Items from a labeling collection

┌──

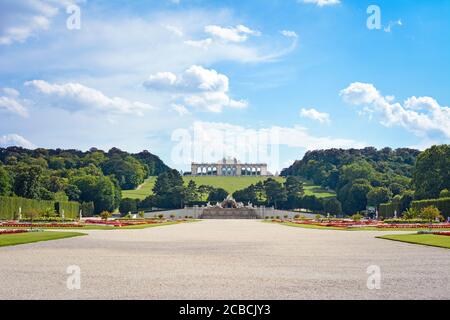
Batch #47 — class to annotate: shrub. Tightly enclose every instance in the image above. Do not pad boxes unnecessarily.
[420,206,443,222]
[352,213,364,222]
[403,208,420,220]
[100,211,111,221]
[412,198,450,218]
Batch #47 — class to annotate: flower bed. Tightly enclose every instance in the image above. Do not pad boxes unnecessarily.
[377,223,450,229]
[85,219,161,227]
[0,230,28,235]
[292,220,380,228]
[0,222,83,228]
[433,231,450,237]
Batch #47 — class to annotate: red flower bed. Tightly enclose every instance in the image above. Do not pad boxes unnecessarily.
[1,222,83,228]
[85,219,158,227]
[0,230,28,235]
[433,231,450,237]
[377,223,450,229]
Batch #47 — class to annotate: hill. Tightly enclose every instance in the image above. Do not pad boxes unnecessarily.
[122,176,335,200]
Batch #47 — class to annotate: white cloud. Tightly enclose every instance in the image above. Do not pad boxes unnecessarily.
[184,38,213,49]
[25,80,152,116]
[143,65,247,113]
[300,108,331,123]
[0,88,28,117]
[205,25,261,42]
[165,25,184,37]
[0,0,79,45]
[383,19,403,33]
[172,121,365,172]
[0,133,36,149]
[172,103,190,116]
[340,82,450,138]
[280,30,298,38]
[298,0,341,7]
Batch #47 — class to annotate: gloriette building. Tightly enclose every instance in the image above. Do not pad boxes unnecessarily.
[191,158,270,176]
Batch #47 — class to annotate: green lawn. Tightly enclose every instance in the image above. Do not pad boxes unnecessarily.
[264,220,450,232]
[122,176,335,200]
[377,234,450,249]
[264,220,348,231]
[0,231,86,247]
[2,220,195,230]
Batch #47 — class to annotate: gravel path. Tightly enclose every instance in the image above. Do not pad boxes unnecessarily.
[0,220,450,299]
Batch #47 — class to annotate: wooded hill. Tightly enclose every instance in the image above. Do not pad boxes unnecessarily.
[0,147,170,213]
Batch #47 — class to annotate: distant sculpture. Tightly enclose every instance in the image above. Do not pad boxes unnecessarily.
[200,195,259,219]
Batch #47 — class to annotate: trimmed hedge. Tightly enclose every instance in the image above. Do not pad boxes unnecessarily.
[379,202,402,219]
[0,197,80,220]
[412,198,450,218]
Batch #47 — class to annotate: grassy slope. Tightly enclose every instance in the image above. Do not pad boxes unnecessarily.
[270,221,450,232]
[2,220,195,230]
[122,176,335,200]
[0,231,86,247]
[377,234,450,249]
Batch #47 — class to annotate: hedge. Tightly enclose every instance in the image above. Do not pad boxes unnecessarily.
[379,202,402,219]
[412,198,450,218]
[0,197,80,220]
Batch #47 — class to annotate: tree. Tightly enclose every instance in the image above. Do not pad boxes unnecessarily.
[208,188,228,202]
[71,175,120,214]
[403,208,420,220]
[119,198,139,215]
[185,180,200,203]
[323,198,342,216]
[14,164,43,199]
[64,184,81,201]
[264,178,287,209]
[100,211,112,221]
[153,170,186,209]
[338,179,372,214]
[284,176,304,197]
[352,213,364,222]
[367,187,392,208]
[233,185,258,203]
[420,206,442,223]
[102,155,146,190]
[439,189,450,198]
[0,166,12,196]
[413,144,450,200]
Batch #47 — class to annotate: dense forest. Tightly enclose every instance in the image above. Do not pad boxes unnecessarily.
[0,147,170,213]
[282,145,450,214]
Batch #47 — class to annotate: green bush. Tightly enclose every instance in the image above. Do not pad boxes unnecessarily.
[384,219,440,224]
[379,202,401,219]
[412,198,450,219]
[0,197,80,220]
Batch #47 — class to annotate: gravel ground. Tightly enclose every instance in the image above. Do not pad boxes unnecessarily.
[0,220,450,300]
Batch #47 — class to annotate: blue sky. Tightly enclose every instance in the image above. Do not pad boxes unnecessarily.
[0,0,450,171]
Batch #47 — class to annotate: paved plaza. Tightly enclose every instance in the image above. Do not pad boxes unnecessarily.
[0,220,450,299]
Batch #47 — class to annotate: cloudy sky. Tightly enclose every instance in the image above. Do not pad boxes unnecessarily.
[0,0,450,171]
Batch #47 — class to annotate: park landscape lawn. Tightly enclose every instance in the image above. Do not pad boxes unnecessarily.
[2,220,197,230]
[377,234,450,249]
[122,176,335,200]
[0,231,86,247]
[264,220,450,232]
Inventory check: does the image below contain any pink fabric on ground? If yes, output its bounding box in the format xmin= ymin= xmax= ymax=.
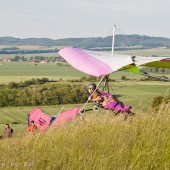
xmin=28 ymin=108 xmax=52 ymax=131
xmin=51 ymin=107 xmax=80 ymax=126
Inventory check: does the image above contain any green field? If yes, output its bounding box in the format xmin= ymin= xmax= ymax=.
xmin=0 ymin=81 xmax=170 ymax=133
xmin=0 ymin=105 xmax=170 ymax=170
xmin=0 ymin=49 xmax=170 ymax=170
xmin=0 ymin=62 xmax=170 ymax=84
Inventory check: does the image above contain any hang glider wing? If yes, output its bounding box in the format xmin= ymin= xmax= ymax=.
xmin=59 ymin=47 xmax=133 ymax=77
xmin=59 ymin=47 xmax=170 ymax=77
xmin=134 ymin=56 xmax=170 ymax=68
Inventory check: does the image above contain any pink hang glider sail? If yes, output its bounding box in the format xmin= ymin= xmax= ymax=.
xmin=51 ymin=107 xmax=80 ymax=127
xmin=59 ymin=48 xmax=133 ymax=77
xmin=59 ymin=47 xmax=170 ymax=77
xmin=28 ymin=108 xmax=52 ymax=131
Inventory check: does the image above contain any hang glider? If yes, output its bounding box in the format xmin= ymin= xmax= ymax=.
xmin=59 ymin=47 xmax=170 ymax=77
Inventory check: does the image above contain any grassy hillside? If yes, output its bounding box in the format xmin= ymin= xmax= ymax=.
xmin=0 ymin=105 xmax=170 ymax=170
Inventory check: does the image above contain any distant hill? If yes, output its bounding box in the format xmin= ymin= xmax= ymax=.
xmin=0 ymin=34 xmax=170 ymax=49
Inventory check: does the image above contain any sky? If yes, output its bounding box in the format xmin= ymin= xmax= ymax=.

└──

Convert all of the rows above into a numbered list with one line per entry, omitting any blank lines. Exclude the pictures from your answer.

1. Batch #47 — class to annotate: shrub. Tightly enclose every instance in the image above. Do not pad boxes unnecessarily.
2. [420,206,443,222]
3. [352,213,364,222]
4. [403,208,420,220]
5. [100,211,111,221]
6. [412,198,450,218]
7. Batch #47 — class to annotate: flower bed. Tightly enclose every instance in the image above. Do not pad boxes unnecessarily.
8. [377,223,450,229]
9. [85,219,161,227]
10. [0,230,28,235]
11. [292,220,380,228]
12. [0,222,83,228]
13. [433,231,450,237]
14. Batch #47 — class to annotate: red flower bed. Tightly enclose every instance in the image above. Do not pad boxes unnecessarily.
15. [1,222,83,228]
16. [85,219,158,227]
17. [0,230,28,235]
18. [433,231,450,237]
19. [377,223,450,229]
20. Batch #47 — class to annotate: hill. Tightly enclose every instance in the image above. Do not pad boxes unnecessarily.
21. [122,176,335,200]
22. Batch #47 — class to annotate: white cloud. Tightly enclose every instance in the image above. Do not pad boxes unnecessarily.
23. [184,38,213,49]
24. [25,80,152,116]
25. [143,65,247,113]
26. [300,108,331,123]
27. [0,88,28,117]
28. [205,25,261,42]
29. [165,25,184,37]
30. [0,0,79,45]
31. [383,19,403,33]
32. [172,121,365,172]
33. [0,133,36,149]
34. [172,103,190,116]
35. [340,82,450,138]
36. [280,30,298,38]
37. [298,0,341,7]
38. Batch #47 — class to annotate: gloriette building. Tightly enclose every instance in the image above. Do not pad boxes unnecessarily.
39. [191,158,270,176]
40. Batch #47 — class to annotate: green lawn. Tightly enclose every instance in the image above. Do not pad boxes unnecessarily.
41. [264,220,450,232]
42. [122,176,335,200]
43. [377,234,450,249]
44. [264,220,348,231]
45. [0,231,86,247]
46. [2,220,195,230]
47. Batch #47 — class to annotate: gravel path. Tightly enclose every instance in the image above. Do not pad boxes unnecessarily.
48. [0,220,450,299]
49. Batch #47 — class to annotate: wooded hill. Tightly enclose every instance in the image above. Do not pad boxes unnecessarily.
50. [0,147,170,213]
51. Batch #47 — class to annotate: distant sculpture. Tightly enclose every instance in the image above. Do not pad boxes unnecessarily.
52. [200,195,259,219]
53. Batch #47 — class to annotate: trimmed hedge. Tightly enclose every instance in the image above. Do not pad boxes unnecessarily.
54. [379,202,402,219]
55. [0,197,80,220]
56. [412,198,450,218]
57. Batch #47 — class to annotate: grassy slope. Tightly enclose every instance in the image above. Do not pad boxes unnecessarily.
58. [270,221,450,232]
59. [2,220,195,230]
60. [122,176,335,200]
61. [0,231,86,247]
62. [377,234,450,249]
63. Batch #47 — class to annotate: hedge. Tightly enclose every instance in the image above. Do not pad boxes unnecessarily.
64. [379,202,402,219]
65. [412,198,450,218]
66. [0,197,80,220]
67. Batch #47 — class to annotate: tree. Tightly enclose every instance in the image above. Do not pad boxes unnecessarily.
68. [208,188,228,202]
69. [71,175,120,214]
70. [403,208,420,220]
71. [119,198,139,215]
72. [185,180,200,203]
73. [323,198,342,216]
74. [14,164,43,199]
75. [64,184,81,201]
76. [264,178,287,209]
77. [100,211,112,221]
78. [153,170,186,209]
79. [338,179,372,214]
80. [284,176,304,197]
81. [352,213,364,222]
82. [367,187,392,208]
83. [233,185,258,203]
84. [420,206,442,223]
85. [102,155,146,190]
86. [439,189,450,198]
87. [0,166,12,196]
88. [413,144,450,200]
89. Batch #47 — class to annotate: dense forest. Tightly enclose every instance in the image above. Do not pad boxes unnecessarily.
90. [0,147,170,213]
91. [282,145,450,214]
92. Batch #47 — class to annotate: green bush. Tightly enclose every instance in the image above. Do not pad boxes unnecessarily.
93. [384,219,440,224]
94. [379,202,401,219]
95. [412,198,450,219]
96. [0,197,80,220]
97. Batch #47 — class to annotate: gravel ground. Tightly enclose every instance in the image above. Do not pad boxes unnecessarily.
98. [0,220,450,300]
99. Batch #47 — class to annotate: blue sky. Tightly enclose every instance in the image above. Do not pad boxes unnecessarily.
100. [0,0,450,171]
101. Batch #47 — class to annotate: paved plaza. Tightly enclose every instance in the image above. Do not pad boxes unnecessarily.
102. [0,220,450,299]
103. Batch #47 — class to annotate: cloudy sky. Tightly enclose every instance in the image above. Do not pad boxes unnecessarily.
104. [0,0,450,171]
105. Batch #47 — class to annotate: park landscape lawn. Tightly enclose every instance in the image above. Do not pad boxes unnecessarily.
106. [2,220,197,230]
107. [377,234,450,249]
108. [122,176,335,200]
109. [0,231,86,247]
110. [264,220,450,232]
111. Inventory check: does the image below contain any pink fabric on ground? If yes, output its bounding box in the format xmin= ymin= xmax= ymax=.
112. xmin=28 ymin=108 xmax=52 ymax=131
113. xmin=51 ymin=107 xmax=80 ymax=126
114. Inventory check: does the image above contain any green field? If yes, output its bounding box in the format xmin= ymin= xmax= ymax=.
115. xmin=0 ymin=81 xmax=170 ymax=133
116. xmin=0 ymin=105 xmax=170 ymax=170
117. xmin=0 ymin=49 xmax=170 ymax=170
118. xmin=0 ymin=62 xmax=170 ymax=84
119. Inventory check: does the image above contain any hang glider wing? If yes, output its bounding box in the format xmin= ymin= xmax= ymax=.
120. xmin=59 ymin=47 xmax=133 ymax=77
121. xmin=59 ymin=47 xmax=170 ymax=77
122. xmin=134 ymin=56 xmax=170 ymax=68
123. Inventory check: does the image above contain any pink hang glider sail? If yes, output its bounding box in the format xmin= ymin= xmax= ymax=.
124. xmin=51 ymin=107 xmax=80 ymax=127
125. xmin=59 ymin=48 xmax=133 ymax=77
126. xmin=59 ymin=47 xmax=170 ymax=77
127. xmin=28 ymin=108 xmax=52 ymax=131
128. Inventory check: does the image above contain any hang glider? If yes, output its bounding box in the format xmin= ymin= xmax= ymax=.
129. xmin=59 ymin=47 xmax=170 ymax=77
130. Inventory check: does the image above contain any grassy hillside? If yes, output its bounding box in the format xmin= ymin= xmax= ymax=.
131. xmin=0 ymin=105 xmax=170 ymax=170
132. Inventory check: does the image above contain any distant hill? If yes, output its bounding box in the format xmin= ymin= xmax= ymax=.
133. xmin=0 ymin=34 xmax=170 ymax=49
134. Inventory check: does the image above contain any sky? If yes, output its bounding box in the format xmin= ymin= xmax= ymax=.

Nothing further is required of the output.